> _Given text_:
= = = = =

DR-16-0018: WML: need sort method for special characters [for today's call]

keld at keldix.com keld at keldix.com
Wed Jul 19 11:00:45 CEST 2017


Dear Makato-san

I have asked a sorting expert, who is the editor of 14651, and he says that
for Japanese and Chinese, there surely is a need for tailoring the sorting template
in 14651. I also know that for my own language, Danish, a tailoring of 14651
is required.

A number of tailoring is already available for this, for many languages,
and also in use in the marketplace, and readily available as open source specifications.
It is many hundreds of specifications. I can come back with more information. 
But in the first place I can refer to the glibc specifications and the CLDR collections
of sorting specifications. They both build on the ISO 14651 template.

So I think a normative reference to ISO 14651 is very relevant, as this is what is done
in the marketplace, and then also a mention of glibc and CLDR sorting could be mentioned
in the bibliography.

Best regards
keld

On Tue, Jul 18, 2017 at 09:43:00PM +0900, MURATA Makoto wrote:
> ISO/IEC 14651 defines a reference comparison method and a common
> template table for ordering text data.  It is necessary to tailor the
> common template table for a given language's ordering.  For example,
> the order of CJK ideographic characters is based on UCS code points,
> and thus look meaningless to human CJK users.
> 
> Meanwhile, Japanese standard (JIS X 4061:1996) defines ordering of
> Japanese text.  JIS X 4061 is NOT based on ISO/IEC 14651.  Its
> ordering is based on code points in JIS X 0208 and X0201 (which is
> roughly equal to US-ASCII).  This ordernig makes sense for Japanese
> users, since code points in these standards are based on the Japanese
> alphabetical order of the kana transcription of each Kanji.

= = = = =

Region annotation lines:
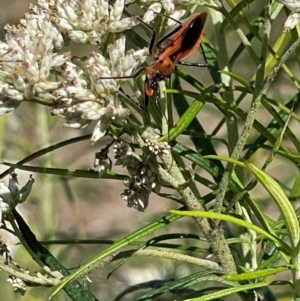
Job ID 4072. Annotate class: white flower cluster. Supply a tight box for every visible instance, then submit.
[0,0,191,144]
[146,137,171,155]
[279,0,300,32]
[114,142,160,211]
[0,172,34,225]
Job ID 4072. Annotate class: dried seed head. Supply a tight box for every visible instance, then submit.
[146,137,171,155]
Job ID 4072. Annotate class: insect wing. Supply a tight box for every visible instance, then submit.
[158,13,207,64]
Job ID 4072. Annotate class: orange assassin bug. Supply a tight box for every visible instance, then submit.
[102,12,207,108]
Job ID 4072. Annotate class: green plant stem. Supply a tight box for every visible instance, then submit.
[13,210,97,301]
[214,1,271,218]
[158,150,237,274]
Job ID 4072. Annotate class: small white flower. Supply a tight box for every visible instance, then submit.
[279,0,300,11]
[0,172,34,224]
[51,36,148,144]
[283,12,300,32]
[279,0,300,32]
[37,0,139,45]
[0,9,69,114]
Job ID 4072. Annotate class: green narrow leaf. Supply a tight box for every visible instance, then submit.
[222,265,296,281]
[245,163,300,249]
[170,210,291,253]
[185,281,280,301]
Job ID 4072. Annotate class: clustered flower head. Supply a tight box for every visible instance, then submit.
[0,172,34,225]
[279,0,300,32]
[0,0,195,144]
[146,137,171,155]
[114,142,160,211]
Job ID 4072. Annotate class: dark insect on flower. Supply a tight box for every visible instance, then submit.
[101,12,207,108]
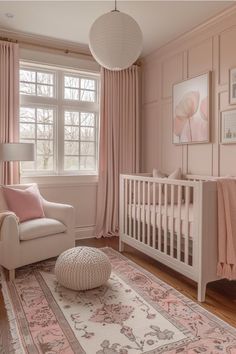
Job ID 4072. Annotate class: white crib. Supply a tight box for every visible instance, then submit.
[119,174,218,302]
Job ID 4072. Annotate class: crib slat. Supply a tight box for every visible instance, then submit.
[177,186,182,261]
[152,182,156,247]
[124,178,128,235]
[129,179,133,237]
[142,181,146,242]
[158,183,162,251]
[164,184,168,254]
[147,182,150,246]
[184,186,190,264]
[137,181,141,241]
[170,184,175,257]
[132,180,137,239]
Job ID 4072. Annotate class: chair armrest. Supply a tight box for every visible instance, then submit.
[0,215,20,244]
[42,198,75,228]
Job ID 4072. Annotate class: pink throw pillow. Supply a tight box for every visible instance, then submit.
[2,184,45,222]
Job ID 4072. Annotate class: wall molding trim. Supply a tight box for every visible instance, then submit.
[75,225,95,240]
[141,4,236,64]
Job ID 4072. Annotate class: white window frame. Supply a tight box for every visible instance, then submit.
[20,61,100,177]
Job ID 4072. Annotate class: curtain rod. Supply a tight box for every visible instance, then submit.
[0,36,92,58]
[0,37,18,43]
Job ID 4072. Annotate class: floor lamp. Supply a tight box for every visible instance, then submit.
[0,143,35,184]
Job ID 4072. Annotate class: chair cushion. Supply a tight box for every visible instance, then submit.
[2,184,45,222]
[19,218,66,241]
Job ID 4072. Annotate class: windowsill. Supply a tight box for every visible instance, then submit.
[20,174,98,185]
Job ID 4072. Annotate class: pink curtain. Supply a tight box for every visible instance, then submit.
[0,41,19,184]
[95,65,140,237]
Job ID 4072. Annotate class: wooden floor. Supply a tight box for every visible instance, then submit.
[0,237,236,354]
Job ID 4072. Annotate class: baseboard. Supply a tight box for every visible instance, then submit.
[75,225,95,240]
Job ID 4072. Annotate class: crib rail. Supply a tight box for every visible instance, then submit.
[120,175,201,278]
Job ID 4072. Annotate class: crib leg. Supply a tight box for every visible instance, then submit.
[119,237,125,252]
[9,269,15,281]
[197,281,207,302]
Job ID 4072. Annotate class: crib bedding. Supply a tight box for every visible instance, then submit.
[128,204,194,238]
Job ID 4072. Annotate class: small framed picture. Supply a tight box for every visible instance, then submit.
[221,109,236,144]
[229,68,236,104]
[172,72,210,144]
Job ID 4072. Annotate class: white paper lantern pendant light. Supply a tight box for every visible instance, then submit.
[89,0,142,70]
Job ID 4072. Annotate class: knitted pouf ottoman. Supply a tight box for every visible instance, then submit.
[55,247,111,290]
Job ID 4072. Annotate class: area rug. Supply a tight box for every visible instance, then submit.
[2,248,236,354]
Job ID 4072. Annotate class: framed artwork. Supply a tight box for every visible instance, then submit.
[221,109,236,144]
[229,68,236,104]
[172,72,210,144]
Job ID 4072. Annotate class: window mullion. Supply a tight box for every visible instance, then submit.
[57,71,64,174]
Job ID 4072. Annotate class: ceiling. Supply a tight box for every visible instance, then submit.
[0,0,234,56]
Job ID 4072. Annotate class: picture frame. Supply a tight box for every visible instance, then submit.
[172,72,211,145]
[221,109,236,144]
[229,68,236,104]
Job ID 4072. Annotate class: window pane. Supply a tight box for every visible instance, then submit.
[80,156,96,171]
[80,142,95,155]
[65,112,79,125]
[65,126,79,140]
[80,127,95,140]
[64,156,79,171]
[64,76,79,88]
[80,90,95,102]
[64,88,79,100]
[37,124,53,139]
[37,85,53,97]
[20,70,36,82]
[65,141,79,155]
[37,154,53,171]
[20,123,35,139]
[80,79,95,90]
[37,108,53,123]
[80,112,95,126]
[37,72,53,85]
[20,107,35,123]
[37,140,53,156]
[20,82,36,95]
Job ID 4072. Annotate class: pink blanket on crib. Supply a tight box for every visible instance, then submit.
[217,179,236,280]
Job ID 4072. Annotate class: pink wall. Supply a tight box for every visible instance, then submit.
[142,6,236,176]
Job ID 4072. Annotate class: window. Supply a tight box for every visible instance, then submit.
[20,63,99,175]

= = = = =

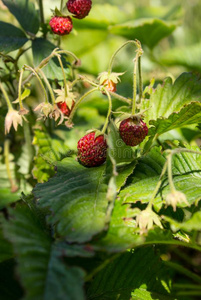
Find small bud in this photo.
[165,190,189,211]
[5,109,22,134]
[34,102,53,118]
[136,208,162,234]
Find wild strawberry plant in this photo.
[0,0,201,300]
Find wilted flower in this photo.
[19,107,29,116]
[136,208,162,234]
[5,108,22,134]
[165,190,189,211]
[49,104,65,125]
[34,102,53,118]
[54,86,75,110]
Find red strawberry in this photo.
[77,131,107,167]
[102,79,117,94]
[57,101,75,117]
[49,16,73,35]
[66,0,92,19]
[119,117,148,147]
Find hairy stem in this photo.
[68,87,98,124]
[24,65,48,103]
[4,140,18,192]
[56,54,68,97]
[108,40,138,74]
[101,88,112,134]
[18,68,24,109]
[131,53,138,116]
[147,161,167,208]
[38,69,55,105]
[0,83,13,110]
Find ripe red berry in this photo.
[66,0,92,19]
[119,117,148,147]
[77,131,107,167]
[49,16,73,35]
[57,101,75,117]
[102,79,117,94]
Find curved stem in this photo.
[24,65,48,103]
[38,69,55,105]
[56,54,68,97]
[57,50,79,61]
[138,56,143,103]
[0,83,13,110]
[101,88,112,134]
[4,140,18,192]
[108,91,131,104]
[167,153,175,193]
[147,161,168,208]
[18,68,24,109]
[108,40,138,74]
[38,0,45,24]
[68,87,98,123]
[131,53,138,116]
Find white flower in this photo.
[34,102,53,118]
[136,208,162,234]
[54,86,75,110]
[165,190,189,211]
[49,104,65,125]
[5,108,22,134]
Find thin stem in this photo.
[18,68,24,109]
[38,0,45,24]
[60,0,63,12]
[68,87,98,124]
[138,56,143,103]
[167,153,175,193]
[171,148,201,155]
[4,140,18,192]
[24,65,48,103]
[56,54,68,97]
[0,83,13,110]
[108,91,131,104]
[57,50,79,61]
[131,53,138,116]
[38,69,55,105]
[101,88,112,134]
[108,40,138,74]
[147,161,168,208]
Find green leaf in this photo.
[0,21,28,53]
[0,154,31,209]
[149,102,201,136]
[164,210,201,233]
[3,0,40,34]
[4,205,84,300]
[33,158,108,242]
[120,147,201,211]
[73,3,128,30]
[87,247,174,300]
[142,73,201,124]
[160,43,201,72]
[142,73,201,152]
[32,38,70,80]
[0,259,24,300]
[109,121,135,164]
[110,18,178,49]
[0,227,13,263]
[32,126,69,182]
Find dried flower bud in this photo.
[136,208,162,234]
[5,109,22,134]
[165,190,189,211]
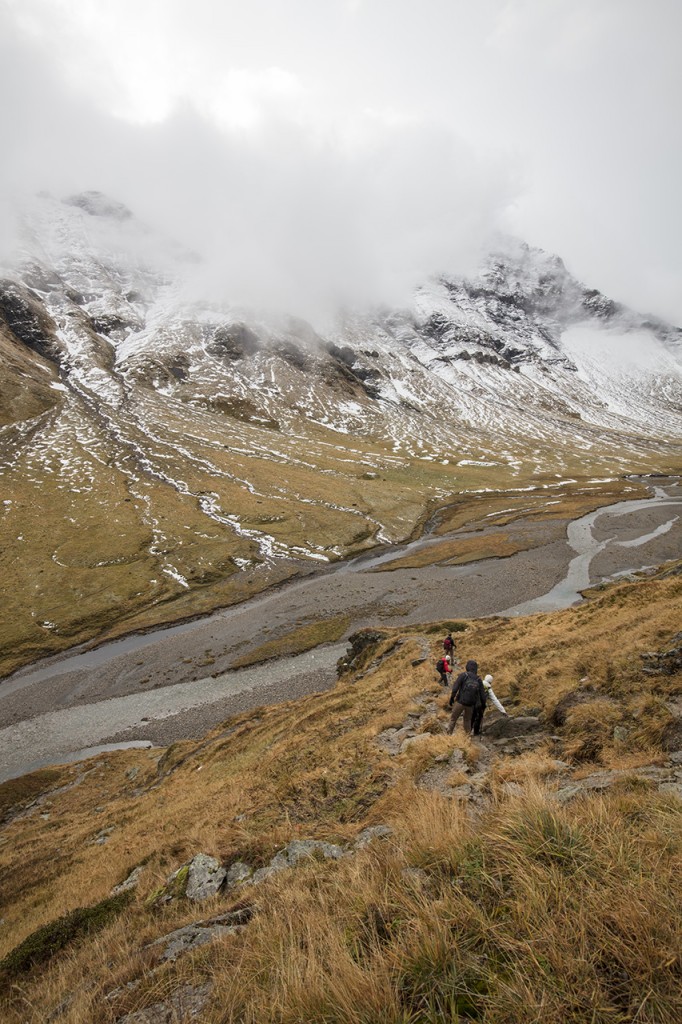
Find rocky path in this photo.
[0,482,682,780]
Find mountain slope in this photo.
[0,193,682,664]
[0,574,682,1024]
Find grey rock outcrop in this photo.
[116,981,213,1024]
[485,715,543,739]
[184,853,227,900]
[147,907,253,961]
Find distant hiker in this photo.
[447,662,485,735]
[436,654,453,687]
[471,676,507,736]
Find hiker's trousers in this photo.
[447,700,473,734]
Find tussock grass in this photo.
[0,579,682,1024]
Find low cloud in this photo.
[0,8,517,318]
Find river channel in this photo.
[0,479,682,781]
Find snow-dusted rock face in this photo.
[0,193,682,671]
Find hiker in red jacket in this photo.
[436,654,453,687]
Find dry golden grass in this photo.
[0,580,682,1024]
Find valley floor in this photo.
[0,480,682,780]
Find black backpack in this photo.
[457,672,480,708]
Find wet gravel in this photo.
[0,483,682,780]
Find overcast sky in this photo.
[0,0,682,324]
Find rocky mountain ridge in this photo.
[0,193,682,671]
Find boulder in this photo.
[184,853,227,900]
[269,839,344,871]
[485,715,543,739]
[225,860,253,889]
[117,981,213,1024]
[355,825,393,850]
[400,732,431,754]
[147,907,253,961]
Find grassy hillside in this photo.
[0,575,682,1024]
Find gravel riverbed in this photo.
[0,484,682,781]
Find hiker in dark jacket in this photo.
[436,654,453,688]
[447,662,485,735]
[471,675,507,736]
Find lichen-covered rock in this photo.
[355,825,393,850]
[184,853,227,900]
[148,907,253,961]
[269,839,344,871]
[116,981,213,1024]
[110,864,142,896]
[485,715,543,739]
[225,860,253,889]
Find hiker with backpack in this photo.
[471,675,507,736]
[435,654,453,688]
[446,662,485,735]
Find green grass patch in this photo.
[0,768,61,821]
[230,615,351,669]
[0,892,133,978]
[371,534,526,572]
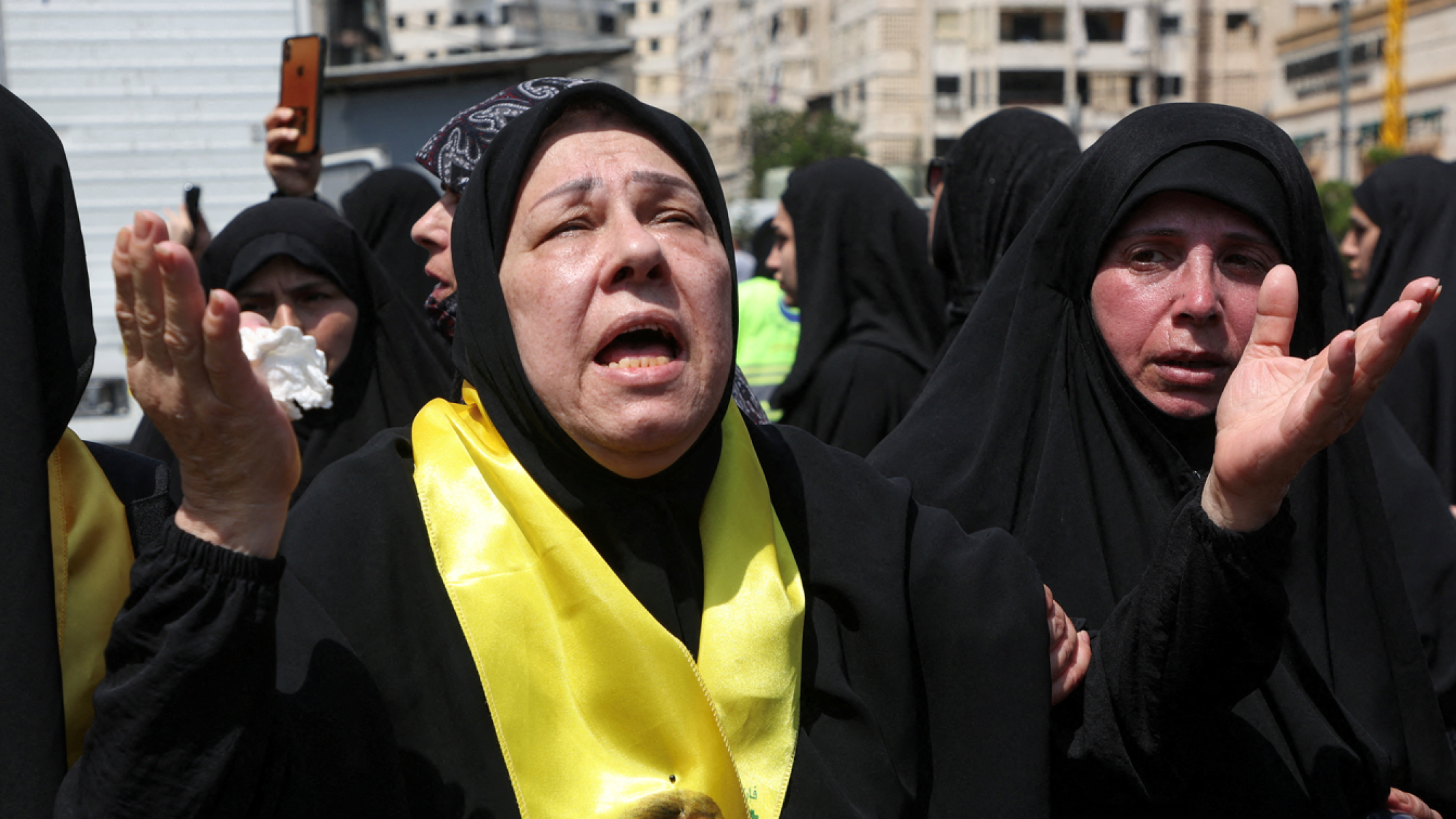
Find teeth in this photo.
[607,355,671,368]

= = = = =

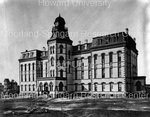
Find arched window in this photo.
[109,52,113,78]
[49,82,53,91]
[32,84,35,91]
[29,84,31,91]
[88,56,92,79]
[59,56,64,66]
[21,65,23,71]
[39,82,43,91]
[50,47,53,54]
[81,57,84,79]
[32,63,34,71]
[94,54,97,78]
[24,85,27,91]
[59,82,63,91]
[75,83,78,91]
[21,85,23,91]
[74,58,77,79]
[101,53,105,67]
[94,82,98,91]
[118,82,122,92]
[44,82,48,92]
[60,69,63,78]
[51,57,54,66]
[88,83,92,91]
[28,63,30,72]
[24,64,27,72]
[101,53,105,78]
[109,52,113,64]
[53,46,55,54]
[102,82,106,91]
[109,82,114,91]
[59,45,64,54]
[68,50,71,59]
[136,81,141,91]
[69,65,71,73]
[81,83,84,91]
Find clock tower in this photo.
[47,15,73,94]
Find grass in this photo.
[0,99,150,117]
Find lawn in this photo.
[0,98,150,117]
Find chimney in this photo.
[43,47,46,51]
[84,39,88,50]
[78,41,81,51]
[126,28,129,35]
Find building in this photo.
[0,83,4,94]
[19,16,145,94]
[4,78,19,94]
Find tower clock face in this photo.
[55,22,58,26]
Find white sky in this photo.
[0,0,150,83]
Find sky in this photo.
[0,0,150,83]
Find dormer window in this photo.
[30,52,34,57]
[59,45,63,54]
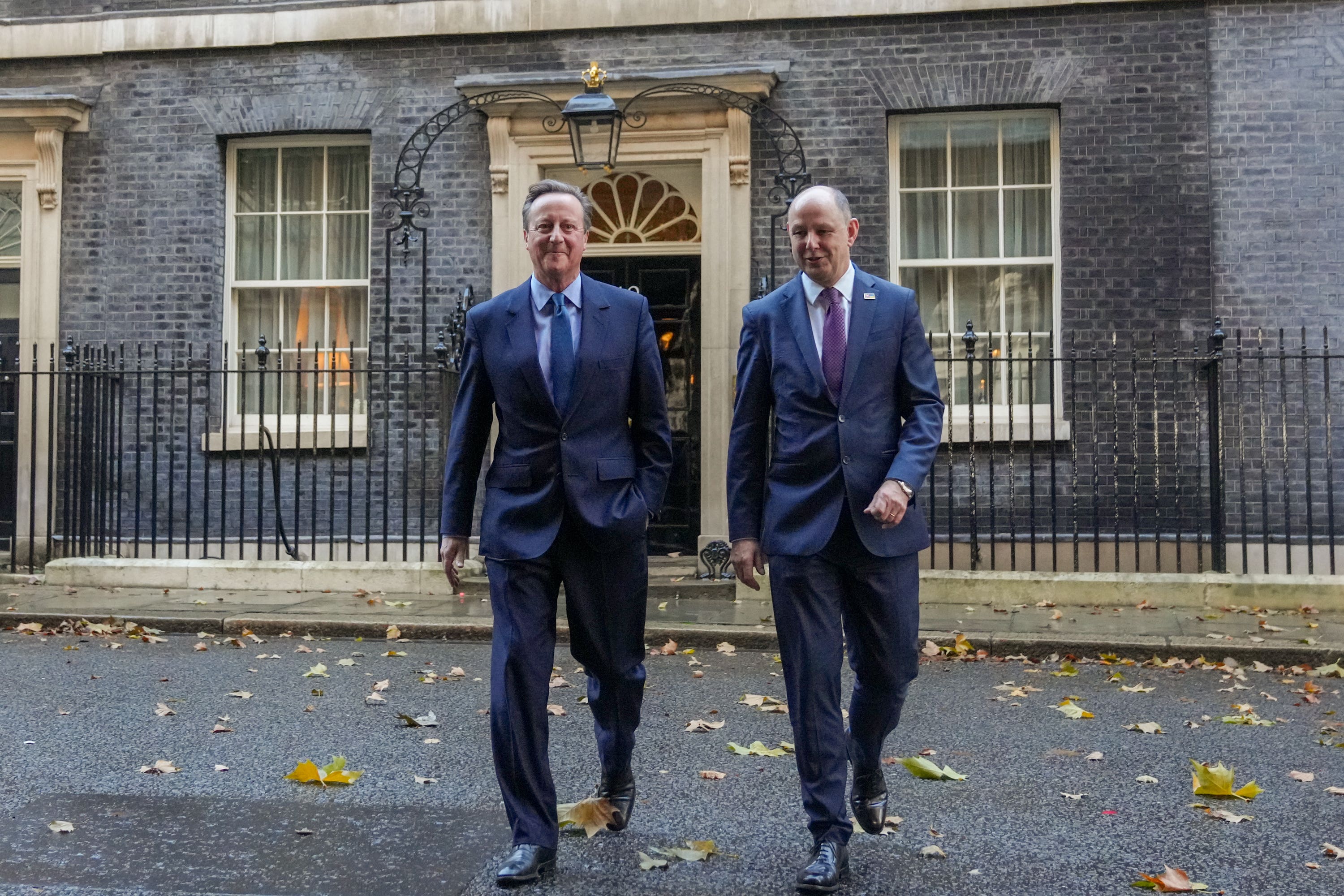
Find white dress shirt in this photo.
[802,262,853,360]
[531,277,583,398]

= = = = =

> _Required work_:
1. Answer these questions from the email on sorting:
(a) What role does the sorting expert Keld asked hold?
(b) Which language does Keld name as his own?
(c) On which code points is the ordering of JIS X 4061 based?
2. List every JIS standard named in the email on sorting.

> _Complete answers_:
1.
(a) He is the editor of 14651.
(b) Danish.
(c) Code points in JIS X 0208 and X0201.

2.
- JIS X 4061:1996
- JIS X 0208
- JIS X 0201